··· Supplied material ···

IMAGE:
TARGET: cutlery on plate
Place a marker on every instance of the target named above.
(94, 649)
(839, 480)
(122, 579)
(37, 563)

···

Instruction. Rewrite the entries with "cutlery" changed to "silverware" and every other character left as it is.

Task result.
IMAGE:
TARGET: silverware on plate
Place a marker on every instance of the target named above.
(94, 649)
(839, 480)
(122, 579)
(37, 563)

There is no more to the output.